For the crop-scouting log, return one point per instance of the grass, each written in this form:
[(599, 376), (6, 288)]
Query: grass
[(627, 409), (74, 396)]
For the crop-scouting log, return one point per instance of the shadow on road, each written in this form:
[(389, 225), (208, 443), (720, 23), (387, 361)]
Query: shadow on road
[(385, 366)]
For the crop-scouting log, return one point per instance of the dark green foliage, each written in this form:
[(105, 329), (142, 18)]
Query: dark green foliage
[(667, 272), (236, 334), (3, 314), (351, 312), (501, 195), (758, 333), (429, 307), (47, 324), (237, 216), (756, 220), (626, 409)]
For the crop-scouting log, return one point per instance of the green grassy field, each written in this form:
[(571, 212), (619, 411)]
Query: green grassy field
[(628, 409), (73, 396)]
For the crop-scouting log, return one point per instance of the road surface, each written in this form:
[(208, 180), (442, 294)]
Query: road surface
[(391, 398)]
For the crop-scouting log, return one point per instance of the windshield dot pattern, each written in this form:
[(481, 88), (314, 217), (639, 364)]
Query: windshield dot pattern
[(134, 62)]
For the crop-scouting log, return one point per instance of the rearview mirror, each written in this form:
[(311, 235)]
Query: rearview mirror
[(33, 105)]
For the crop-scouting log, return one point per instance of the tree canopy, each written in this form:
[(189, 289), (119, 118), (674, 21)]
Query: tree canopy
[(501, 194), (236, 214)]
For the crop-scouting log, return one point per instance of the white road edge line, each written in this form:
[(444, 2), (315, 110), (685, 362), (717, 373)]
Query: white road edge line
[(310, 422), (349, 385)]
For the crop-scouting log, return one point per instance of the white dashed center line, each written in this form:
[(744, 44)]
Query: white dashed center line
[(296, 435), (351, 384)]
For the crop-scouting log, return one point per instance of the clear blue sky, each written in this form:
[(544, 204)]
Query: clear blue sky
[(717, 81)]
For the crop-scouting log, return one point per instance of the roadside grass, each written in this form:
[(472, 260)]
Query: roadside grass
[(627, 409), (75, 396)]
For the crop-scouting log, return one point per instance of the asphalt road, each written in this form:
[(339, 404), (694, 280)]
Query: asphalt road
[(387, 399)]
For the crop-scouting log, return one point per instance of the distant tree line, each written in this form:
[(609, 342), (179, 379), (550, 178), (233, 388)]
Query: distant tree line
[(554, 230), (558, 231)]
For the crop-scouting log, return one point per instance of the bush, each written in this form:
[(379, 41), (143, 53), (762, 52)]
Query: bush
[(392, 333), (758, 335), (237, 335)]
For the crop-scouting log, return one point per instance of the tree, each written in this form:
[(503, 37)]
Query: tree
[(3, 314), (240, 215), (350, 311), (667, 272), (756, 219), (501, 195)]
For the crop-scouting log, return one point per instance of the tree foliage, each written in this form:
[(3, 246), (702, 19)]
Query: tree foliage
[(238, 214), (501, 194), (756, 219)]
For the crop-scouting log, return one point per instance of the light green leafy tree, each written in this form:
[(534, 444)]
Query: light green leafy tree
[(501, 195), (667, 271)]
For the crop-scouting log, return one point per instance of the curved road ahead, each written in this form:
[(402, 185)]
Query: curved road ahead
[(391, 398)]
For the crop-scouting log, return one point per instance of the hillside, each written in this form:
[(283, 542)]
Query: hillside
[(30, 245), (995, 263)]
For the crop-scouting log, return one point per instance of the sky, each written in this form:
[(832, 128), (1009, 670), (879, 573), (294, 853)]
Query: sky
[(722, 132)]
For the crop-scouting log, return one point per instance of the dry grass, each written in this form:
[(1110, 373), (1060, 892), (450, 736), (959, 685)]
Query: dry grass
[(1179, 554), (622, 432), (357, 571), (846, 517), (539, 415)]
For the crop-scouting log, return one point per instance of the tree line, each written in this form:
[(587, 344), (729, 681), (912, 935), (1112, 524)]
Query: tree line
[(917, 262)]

### Your assignment
Write out the data again in full. Match it exactly.

### Written answer
For the crop-scouting log, return one point per instance of the grass, each written in this form:
[(599, 376), (6, 288)]
Query: grass
[(627, 409), (74, 396)]
For the crop-scouting log, return one point per instance of the shadow on road, each written in this form:
[(389, 225), (208, 443), (720, 23), (387, 361)]
Query: shadow on road
[(385, 366)]
For the crop-scouting log, return one point per instance of the dark green foliage, each written in this form:
[(105, 329), (142, 18)]
Query: dark green foliage
[(667, 272), (236, 334), (3, 314), (351, 312), (501, 195), (758, 333), (429, 307), (47, 324), (237, 216), (756, 220), (626, 409)]
For the crop-scouting log, return one point per instance of the green grassy field, each written in this form:
[(571, 212), (619, 411)]
Query: green grassy field
[(628, 409), (73, 396)]
For the crop-scouting log, return one point per instance of the road surface, each written in this form:
[(208, 180), (442, 294)]
Query: road surface
[(391, 398)]
For the crop-scouting log, return one point per instance of the windshield dot pattern, each written in this form:
[(481, 88), (314, 217), (639, 364)]
Query: windshield dot pattern
[(134, 62)]
For the crop-scouting log, return one point per instance of the rearview mirror, each written in this form:
[(311, 235)]
Query: rearview mirror
[(33, 105)]
For the crop-scouting log, return one point per instance of the tree canopy, each written in this form:
[(189, 289), (119, 118), (674, 21)]
Query: tree canopy
[(501, 194), (236, 214)]
For the crop-scouting log, return one point per instance of the white road edge line, each written in this form:
[(444, 2), (315, 110), (685, 362), (717, 373)]
Query: white road edge line
[(310, 422), (349, 385)]
For the crop-scouting log, return one point per instance of the white dashed center line, each written in this form:
[(744, 44)]
Query: white dashed center line
[(296, 435), (351, 384)]
For the crop-scouting log, return one point per instance of the clear blue sky, each written in this form:
[(544, 204)]
Query: clear blue sky
[(717, 81)]
For the crop-scouting log, return one point per instance of the roadside grass, each written in this form:
[(472, 260)]
Query: roadside grass
[(627, 409), (75, 396)]
For the crop-scouting log, return one point per instance of the asphalt road, each written in this form:
[(339, 404), (694, 280)]
Query: asphalt road
[(387, 399)]
For the crop-scouting log, return one point per instance of the distant tree line, each written in this form:
[(609, 342), (179, 379), (550, 178), (233, 388)]
Query: distant tree line
[(554, 230), (558, 231)]
For the crop-scouting log, return one point per instance of the bush, each written in this form:
[(379, 41), (143, 53), (762, 52)]
Query: bush
[(392, 333), (758, 335), (237, 335)]
For the crop-scouting log, return one point per instance of the tree, each written in this form:
[(503, 37)]
Query: tree
[(3, 314), (240, 215), (350, 311), (667, 272), (756, 219), (501, 195)]
For the crop-scouting log, return one point per instance of the tree foliage, each written in this form:
[(3, 246), (702, 19)]
Query: tree foliage
[(238, 214), (501, 194), (756, 219)]
For the crop-scouting log, return one point per instance of the light green leafy tree, each written in this form:
[(534, 444)]
Query: light green leafy tree
[(501, 195), (667, 271)]
For the crop-scouting log, return one point per instance of the curved road ahead, each written in this form:
[(402, 185)]
Query: curved road ahead
[(391, 398)]
For the crop-scouting log, return one point per instance of the hillside, each written in this form:
[(283, 542)]
Query: hillside
[(30, 245), (995, 263)]
For the crop-scouting log, return one point per instance of the sky, each written in this form:
[(832, 128), (1009, 670), (879, 573), (294, 853)]
Query: sky
[(722, 132)]
For the crop-scouting log, return one point per instance of the dry grass, each written in this form:
[(1110, 373), (1060, 892), (450, 736), (959, 685)]
Query: dry grass
[(1179, 554), (622, 432), (357, 571), (846, 517), (539, 415)]
For the crop-scouting log, return one point per instance of the tree line, each written in this form:
[(587, 344), (729, 681), (912, 935), (1112, 524)]
Query: tree line
[(917, 262)]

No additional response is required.